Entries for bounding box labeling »

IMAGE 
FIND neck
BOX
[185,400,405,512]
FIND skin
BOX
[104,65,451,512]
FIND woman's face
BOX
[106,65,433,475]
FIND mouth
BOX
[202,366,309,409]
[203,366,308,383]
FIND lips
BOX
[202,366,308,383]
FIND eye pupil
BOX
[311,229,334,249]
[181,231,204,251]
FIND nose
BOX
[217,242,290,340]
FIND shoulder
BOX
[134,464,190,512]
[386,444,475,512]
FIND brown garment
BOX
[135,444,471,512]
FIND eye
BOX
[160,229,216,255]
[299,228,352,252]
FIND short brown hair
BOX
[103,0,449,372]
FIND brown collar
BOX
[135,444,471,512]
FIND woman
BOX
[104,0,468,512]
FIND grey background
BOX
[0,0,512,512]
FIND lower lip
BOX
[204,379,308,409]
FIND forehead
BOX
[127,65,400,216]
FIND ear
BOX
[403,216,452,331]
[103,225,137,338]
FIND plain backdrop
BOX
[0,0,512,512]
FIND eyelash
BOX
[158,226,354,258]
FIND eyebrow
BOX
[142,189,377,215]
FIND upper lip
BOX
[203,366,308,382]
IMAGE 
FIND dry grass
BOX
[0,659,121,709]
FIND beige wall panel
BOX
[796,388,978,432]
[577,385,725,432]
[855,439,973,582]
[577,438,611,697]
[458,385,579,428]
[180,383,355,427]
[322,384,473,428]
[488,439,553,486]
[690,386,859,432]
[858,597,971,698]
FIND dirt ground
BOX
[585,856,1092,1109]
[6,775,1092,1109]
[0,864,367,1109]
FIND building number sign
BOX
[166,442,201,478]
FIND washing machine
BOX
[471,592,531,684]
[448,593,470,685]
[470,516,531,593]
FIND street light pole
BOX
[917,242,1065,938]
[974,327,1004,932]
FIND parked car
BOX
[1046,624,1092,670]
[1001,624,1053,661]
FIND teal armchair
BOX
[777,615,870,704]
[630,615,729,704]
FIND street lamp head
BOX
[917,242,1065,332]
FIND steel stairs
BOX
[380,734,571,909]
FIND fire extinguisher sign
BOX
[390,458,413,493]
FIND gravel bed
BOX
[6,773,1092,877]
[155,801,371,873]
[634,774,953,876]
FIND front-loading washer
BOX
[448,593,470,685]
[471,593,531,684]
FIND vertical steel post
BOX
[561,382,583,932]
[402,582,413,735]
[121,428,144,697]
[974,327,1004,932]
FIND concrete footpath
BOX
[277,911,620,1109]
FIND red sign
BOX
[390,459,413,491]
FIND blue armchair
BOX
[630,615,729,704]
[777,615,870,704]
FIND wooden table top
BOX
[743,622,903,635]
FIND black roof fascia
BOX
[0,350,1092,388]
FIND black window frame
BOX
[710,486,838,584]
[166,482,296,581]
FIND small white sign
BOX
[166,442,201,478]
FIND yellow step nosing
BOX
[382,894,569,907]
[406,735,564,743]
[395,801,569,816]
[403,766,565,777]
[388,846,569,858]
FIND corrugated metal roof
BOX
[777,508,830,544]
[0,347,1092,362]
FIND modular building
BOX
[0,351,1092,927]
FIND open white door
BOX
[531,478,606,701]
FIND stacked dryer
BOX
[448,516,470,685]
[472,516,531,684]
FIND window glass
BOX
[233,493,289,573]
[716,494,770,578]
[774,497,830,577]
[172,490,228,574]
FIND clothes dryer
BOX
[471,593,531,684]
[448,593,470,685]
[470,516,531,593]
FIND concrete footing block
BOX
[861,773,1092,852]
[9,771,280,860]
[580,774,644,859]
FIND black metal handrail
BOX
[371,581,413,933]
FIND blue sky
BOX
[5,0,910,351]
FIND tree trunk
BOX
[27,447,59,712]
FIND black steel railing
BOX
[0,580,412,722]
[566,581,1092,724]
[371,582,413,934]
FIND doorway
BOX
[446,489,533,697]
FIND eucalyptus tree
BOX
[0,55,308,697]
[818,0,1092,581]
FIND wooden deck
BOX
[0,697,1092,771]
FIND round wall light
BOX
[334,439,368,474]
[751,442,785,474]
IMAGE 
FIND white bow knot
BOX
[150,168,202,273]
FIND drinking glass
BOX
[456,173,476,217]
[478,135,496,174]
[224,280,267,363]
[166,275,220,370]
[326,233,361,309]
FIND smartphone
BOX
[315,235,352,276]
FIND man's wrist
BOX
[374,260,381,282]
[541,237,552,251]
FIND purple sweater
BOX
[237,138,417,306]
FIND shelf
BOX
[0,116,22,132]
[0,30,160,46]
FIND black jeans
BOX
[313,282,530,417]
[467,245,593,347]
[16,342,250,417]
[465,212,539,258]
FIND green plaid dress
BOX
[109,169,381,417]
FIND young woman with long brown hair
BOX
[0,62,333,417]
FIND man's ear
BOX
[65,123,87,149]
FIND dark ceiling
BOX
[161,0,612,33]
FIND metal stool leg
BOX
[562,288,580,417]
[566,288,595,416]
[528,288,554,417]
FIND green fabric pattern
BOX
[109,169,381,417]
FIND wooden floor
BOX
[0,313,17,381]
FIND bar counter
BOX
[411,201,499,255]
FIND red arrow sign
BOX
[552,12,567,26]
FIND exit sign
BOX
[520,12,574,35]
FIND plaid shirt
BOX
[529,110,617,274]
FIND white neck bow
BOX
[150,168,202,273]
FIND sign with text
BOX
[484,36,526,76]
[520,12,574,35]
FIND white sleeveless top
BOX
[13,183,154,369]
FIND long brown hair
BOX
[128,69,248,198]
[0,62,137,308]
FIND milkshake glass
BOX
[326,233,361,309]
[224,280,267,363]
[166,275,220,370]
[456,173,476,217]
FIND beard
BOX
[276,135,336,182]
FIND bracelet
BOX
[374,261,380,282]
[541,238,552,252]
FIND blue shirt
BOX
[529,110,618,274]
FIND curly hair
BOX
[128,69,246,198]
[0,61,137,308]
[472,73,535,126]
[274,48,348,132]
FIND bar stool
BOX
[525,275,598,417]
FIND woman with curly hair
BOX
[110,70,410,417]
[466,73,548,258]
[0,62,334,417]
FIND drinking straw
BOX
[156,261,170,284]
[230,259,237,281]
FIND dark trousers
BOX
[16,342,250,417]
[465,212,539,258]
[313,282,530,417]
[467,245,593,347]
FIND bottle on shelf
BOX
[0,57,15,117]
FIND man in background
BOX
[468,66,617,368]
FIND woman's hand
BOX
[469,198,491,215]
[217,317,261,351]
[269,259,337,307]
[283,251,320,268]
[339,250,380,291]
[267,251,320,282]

EXERCISE DETAILS »
Swap each "brown" in the records for "tan", and reproduce the records with nothing else altered.

RESULT »
IMAGE 
FIND neck
BOX
[185,400,405,512]
FIND skin
BOX
[104,65,451,512]
FIND woman's face
BOX
[106,65,433,475]
FIND mouth
BOX
[202,366,309,409]
[203,366,308,383]
FIND lips
BOX
[202,366,308,383]
FIND eye pupil
BOX
[311,229,334,249]
[181,231,204,251]
FIND nose
BOX
[217,242,290,340]
FIND shoulder
BOX
[134,464,190,512]
[386,444,475,512]
FIND tan garment
BOX
[135,444,471,512]
FIND eye
BOX
[160,229,216,255]
[299,228,352,252]
FIND short tan hair
BOX
[103,0,449,372]
FIND tan collar
BOX
[135,444,471,512]
FIND woman
BOX
[104,0,468,512]
FIND grey background
BOX
[0,0,512,512]
FIND lower lip
BOX
[204,379,308,409]
FIND forehead
BOX
[127,65,400,216]
FIND ear
BOX
[403,216,452,331]
[103,225,137,338]
FIND plain backdrop
BOX
[0,0,512,512]
FIND eyelash
BOX
[158,226,354,258]
FIND eyebrow
BOX
[142,189,377,215]
FIND upper lip
BOX
[203,366,308,382]
IMAGE 
FIND dry grass
BOX
[0,659,121,709]
FIND beige wall panel
BOX
[796,388,978,432]
[577,385,725,432]
[855,439,973,582]
[577,438,611,697]
[458,385,579,428]
[180,383,355,427]
[322,384,473,428]
[488,439,553,486]
[690,386,859,432]
[858,597,971,698]
FIND dirt ground
BOX
[585,856,1092,1109]
[6,775,1092,1109]
[0,864,367,1109]
FIND building number sign
BOX
[166,442,201,478]
FIND washing machine
BOX
[471,592,531,684]
[448,593,470,685]
[470,516,531,593]
FIND street light pole
BOX
[917,242,1065,938]
[974,327,1004,932]
FIND parked car
BOX
[1046,624,1092,670]
[1001,624,1053,661]
FIND teal armchair
BOX
[777,615,870,704]
[630,615,729,704]
FIND street lamp head
BOX
[917,242,1065,332]
FIND steel stairs
BOX
[380,734,571,909]
FIND fire extinguisher sign
BOX
[390,458,413,493]
FIND gravel bed
BOX
[6,773,1092,877]
[155,801,371,873]
[634,774,953,876]
FIND front-loading washer
BOX
[448,593,470,685]
[471,593,531,684]
FIND vertical steel post
BOX
[561,382,583,932]
[402,582,413,735]
[121,428,144,697]
[974,327,1004,932]
FIND concrete footpath
BOX
[277,911,620,1109]
FIND red sign
BOX
[390,459,413,491]
FIND blue armchair
BOX
[630,615,729,704]
[777,615,870,704]
FIND wooden table top
BOX
[743,622,903,635]
FIND black roof fascia
BOX
[0,350,1092,388]
FIND black window frame
BOX
[710,486,838,584]
[166,482,296,581]
FIND small white sign
BOX
[166,442,201,478]
FIND yellow step nosing
BOX
[382,894,569,907]
[406,735,564,743]
[395,801,569,816]
[403,766,565,777]
[388,846,569,858]
FIND corrugated metal roof
BOX
[777,508,830,544]
[0,347,1092,362]
FIND modular building
BOX
[0,351,1092,927]
FIND open white door
BOX
[531,478,606,701]
FIND stacked dryer
BOX
[448,516,470,685]
[472,516,531,684]
FIND window glass
BOX
[233,493,289,573]
[716,494,770,578]
[774,497,830,577]
[172,490,228,574]
FIND clothes dryer
BOX
[471,593,531,684]
[448,593,470,685]
[470,516,531,593]
FIND concrete footing block
BOX
[861,773,1092,852]
[9,771,280,860]
[580,774,644,859]
FIND black metal handrail
BOX
[371,581,413,933]
FIND blue sky
BOX
[5,0,910,351]
FIND tree trunk
BOX
[27,447,59,712]
FIND black steel railing
BOX
[0,580,412,722]
[566,581,1092,724]
[371,582,413,934]
FIND doorway
BOX
[446,489,533,697]
FIND eucalyptus tree
BOX
[0,55,308,697]
[818,0,1092,581]
FIND wooden deck
BOX
[0,697,1092,771]
FIND round wall light
BOX
[334,439,368,474]
[751,442,785,474]
IMAGE 
FIND white bow knot
BOX
[150,168,202,273]
FIND drinking glass
BOX
[456,173,476,217]
[478,135,496,174]
[224,280,267,363]
[166,275,220,370]
[326,233,361,309]
FIND smartphone
BOX
[315,235,352,276]
FIND man's wrist
BOX
[374,260,381,282]
[541,237,552,251]
FIND purple sweater
BOX
[237,138,417,306]
FIND shelf
BOX
[0,116,22,132]
[0,30,160,46]
FIND black jeans
BOX
[313,282,530,417]
[467,245,593,347]
[16,342,250,417]
[465,212,539,258]
FIND green plaid dress
BOX
[109,169,381,417]
FIND young woman with long tan hair
BOX
[0,62,333,417]
FIND man's ear
BOX
[65,123,87,149]
FIND dark ceiling
BOX
[161,0,612,33]
FIND metal stool leg
BOX
[562,288,580,417]
[566,288,595,416]
[528,288,554,417]
FIND green fabric pattern
BOX
[109,169,381,417]
FIND wooden floor
BOX
[0,313,17,381]
FIND bar counter
BOX
[411,201,499,255]
FIND red arrow sign
BOX
[552,12,567,26]
FIND exit sign
BOX
[520,12,574,35]
FIND plaid shirt
BOX
[529,110,617,274]
FIND white neck bow
BOX
[150,168,202,273]
FIND sign with text
BOX
[484,36,526,76]
[520,12,574,35]
FIND white sleeveless top
BOX
[13,183,154,369]
FIND long tan hair
BOX
[128,69,248,198]
[0,62,137,308]
FIND milkshake glass
BOX
[326,233,361,309]
[224,280,267,363]
[166,275,220,370]
[456,173,476,217]
FIND beard
BOX
[276,135,336,182]
FIND bracelet
BOX
[374,261,380,282]
[541,238,552,252]
FIND blue shirt
BOX
[529,110,618,274]
FIND curly hair
BOX
[128,69,246,198]
[0,61,137,308]
[472,73,535,126]
[274,48,348,132]
FIND bar stool
BOX
[525,275,598,417]
FIND woman with curly hair
BOX
[110,70,410,417]
[466,73,548,258]
[0,62,334,417]
FIND drinking straw
BOX
[156,261,170,284]
[230,259,237,281]
FIND dark trousers
BOX
[16,342,250,417]
[465,212,539,258]
[313,282,530,417]
[467,245,593,347]
FIND bottle on shelf
BOX
[0,57,15,117]
FIND man in background
BOX
[468,66,617,368]
FIND woman's hand
BOX
[469,198,491,215]
[217,317,261,351]
[269,259,337,307]
[283,251,320,268]
[339,250,380,291]
[267,251,320,282]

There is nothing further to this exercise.